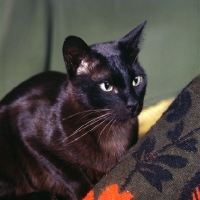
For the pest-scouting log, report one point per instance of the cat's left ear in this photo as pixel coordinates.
(131, 41)
(74, 51)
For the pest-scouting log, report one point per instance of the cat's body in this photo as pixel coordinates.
(60, 134)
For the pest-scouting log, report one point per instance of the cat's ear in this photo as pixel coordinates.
(74, 51)
(131, 41)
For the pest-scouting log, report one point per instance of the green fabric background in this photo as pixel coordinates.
(32, 33)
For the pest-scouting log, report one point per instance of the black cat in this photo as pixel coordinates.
(59, 134)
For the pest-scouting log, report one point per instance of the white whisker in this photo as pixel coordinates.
(87, 131)
(86, 125)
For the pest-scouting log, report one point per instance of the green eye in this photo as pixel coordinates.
(137, 80)
(106, 87)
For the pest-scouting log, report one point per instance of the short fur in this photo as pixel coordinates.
(59, 134)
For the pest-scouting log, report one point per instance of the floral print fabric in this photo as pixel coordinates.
(165, 163)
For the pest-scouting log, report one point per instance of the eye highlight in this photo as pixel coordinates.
(106, 86)
(137, 81)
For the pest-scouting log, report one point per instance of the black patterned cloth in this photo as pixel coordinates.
(165, 163)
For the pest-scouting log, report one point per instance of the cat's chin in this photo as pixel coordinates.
(125, 120)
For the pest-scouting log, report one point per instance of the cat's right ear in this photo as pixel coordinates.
(74, 51)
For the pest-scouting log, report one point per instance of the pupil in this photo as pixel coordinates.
(107, 85)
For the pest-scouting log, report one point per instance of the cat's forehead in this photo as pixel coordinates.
(106, 49)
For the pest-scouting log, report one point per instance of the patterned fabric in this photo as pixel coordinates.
(165, 163)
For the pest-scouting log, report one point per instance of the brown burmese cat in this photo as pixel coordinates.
(59, 134)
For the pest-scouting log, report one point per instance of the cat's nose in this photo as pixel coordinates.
(131, 105)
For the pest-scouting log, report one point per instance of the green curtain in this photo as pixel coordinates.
(32, 33)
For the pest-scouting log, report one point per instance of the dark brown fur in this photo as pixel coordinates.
(59, 134)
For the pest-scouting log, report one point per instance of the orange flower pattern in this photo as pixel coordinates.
(111, 193)
(196, 194)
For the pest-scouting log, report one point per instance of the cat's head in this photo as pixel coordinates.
(107, 75)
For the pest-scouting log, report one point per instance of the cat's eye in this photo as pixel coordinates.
(106, 86)
(137, 80)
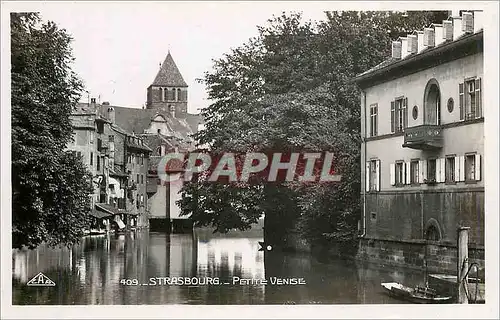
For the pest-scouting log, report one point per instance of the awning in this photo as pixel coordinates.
(99, 214)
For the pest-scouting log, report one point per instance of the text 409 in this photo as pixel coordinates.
(129, 282)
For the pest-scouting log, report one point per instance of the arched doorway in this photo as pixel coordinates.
(432, 103)
(432, 230)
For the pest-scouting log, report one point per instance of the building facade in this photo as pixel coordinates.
(118, 161)
(422, 126)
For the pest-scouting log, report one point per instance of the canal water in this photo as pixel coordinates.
(140, 267)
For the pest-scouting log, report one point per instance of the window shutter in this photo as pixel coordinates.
(405, 112)
(377, 176)
(367, 176)
(424, 170)
(393, 173)
(479, 112)
(461, 100)
(457, 169)
(408, 173)
(443, 170)
(477, 169)
(421, 170)
(462, 168)
(393, 117)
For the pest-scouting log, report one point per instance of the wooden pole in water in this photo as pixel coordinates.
(462, 263)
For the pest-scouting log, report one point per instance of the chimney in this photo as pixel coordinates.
(438, 34)
(412, 43)
(429, 37)
(447, 30)
(420, 40)
(396, 49)
(457, 27)
(404, 47)
(111, 114)
(467, 22)
(478, 20)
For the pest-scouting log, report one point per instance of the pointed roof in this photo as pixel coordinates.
(169, 75)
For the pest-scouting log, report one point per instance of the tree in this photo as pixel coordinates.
(289, 89)
(50, 187)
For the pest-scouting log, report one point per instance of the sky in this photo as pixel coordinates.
(118, 46)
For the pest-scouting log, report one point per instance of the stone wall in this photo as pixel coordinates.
(437, 258)
(406, 216)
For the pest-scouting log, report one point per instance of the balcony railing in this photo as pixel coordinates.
(423, 137)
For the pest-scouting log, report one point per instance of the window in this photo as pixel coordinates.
(450, 105)
(373, 120)
(450, 169)
(415, 112)
(373, 175)
(431, 170)
(414, 173)
(100, 127)
(432, 234)
(171, 93)
(99, 144)
(470, 166)
(400, 174)
(470, 99)
(399, 115)
(77, 154)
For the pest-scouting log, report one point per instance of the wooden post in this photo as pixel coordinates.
(462, 263)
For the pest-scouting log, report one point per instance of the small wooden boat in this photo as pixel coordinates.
(414, 295)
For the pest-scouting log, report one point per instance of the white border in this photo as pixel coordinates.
(490, 309)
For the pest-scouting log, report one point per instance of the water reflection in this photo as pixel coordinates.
(115, 270)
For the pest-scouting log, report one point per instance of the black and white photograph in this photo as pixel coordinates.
(286, 159)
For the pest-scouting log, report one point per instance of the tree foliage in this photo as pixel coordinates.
(50, 187)
(289, 89)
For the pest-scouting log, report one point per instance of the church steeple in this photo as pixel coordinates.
(168, 92)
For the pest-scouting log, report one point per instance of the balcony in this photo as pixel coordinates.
(424, 137)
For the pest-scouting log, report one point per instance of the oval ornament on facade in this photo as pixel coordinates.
(450, 105)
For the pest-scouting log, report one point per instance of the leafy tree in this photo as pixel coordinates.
(289, 89)
(50, 187)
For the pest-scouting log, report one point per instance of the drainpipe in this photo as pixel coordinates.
(363, 158)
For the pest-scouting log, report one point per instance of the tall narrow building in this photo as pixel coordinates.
(169, 91)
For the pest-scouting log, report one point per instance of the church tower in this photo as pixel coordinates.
(168, 92)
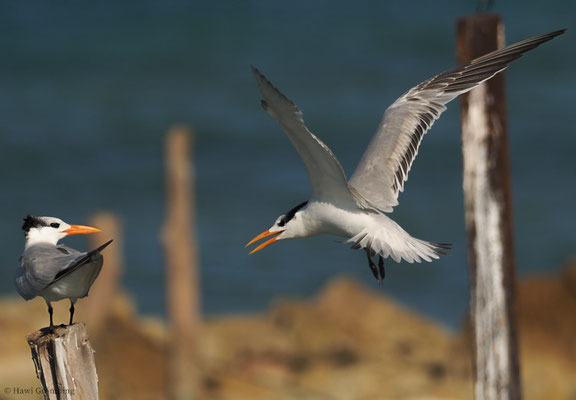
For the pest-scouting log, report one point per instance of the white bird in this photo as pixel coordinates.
(355, 209)
(53, 271)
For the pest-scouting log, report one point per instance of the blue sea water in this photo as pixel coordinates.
(88, 90)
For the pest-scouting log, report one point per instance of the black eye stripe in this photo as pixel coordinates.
(290, 214)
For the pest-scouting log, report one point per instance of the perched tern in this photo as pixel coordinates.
(53, 271)
(355, 209)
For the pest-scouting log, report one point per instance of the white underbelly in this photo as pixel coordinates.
(73, 286)
(329, 219)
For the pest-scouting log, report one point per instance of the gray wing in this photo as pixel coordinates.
(325, 172)
(39, 266)
(43, 264)
(384, 167)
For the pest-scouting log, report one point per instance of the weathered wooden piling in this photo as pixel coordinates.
(64, 362)
(182, 275)
(488, 209)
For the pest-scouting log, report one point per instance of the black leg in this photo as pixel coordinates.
(381, 269)
(51, 312)
(71, 311)
(372, 265)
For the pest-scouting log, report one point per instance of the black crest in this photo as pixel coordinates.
(290, 214)
(32, 222)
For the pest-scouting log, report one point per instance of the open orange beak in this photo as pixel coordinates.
(266, 243)
(80, 229)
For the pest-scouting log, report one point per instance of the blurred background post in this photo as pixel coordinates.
(182, 275)
(488, 210)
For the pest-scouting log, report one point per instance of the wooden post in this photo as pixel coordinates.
(182, 280)
(95, 308)
(64, 362)
(488, 210)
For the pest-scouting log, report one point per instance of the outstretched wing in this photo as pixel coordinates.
(385, 164)
(325, 172)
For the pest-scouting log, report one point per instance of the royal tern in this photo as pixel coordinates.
(53, 271)
(355, 209)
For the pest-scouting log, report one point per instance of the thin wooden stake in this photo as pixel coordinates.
(489, 218)
(64, 362)
(182, 276)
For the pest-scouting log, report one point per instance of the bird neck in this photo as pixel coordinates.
(35, 236)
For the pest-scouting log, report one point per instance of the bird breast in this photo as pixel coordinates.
(325, 218)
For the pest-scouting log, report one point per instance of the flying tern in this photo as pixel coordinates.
(53, 271)
(355, 208)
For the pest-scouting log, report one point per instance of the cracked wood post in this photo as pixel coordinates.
(488, 209)
(64, 362)
(182, 275)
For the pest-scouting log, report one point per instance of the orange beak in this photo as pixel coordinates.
(266, 243)
(80, 229)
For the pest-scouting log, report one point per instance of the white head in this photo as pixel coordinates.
(50, 230)
(287, 226)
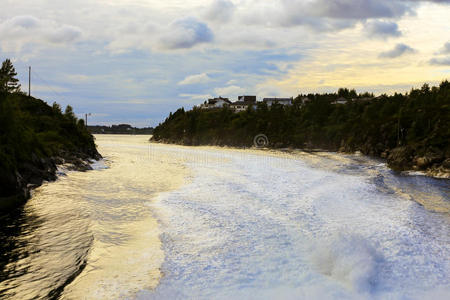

- - -

■ AIM
Which lines of the material contain the word "facade"? Return each of them in full, and treat uppercase and lowercase letters as different.

■ THE COMPLETED TASK
For the pest-scouting log, report one point per instance of the building facade in this photo as pixel coordinates.
For the pest-scouting log, report one point per instance of the oval ornament on facade in this photo as pixel coordinates.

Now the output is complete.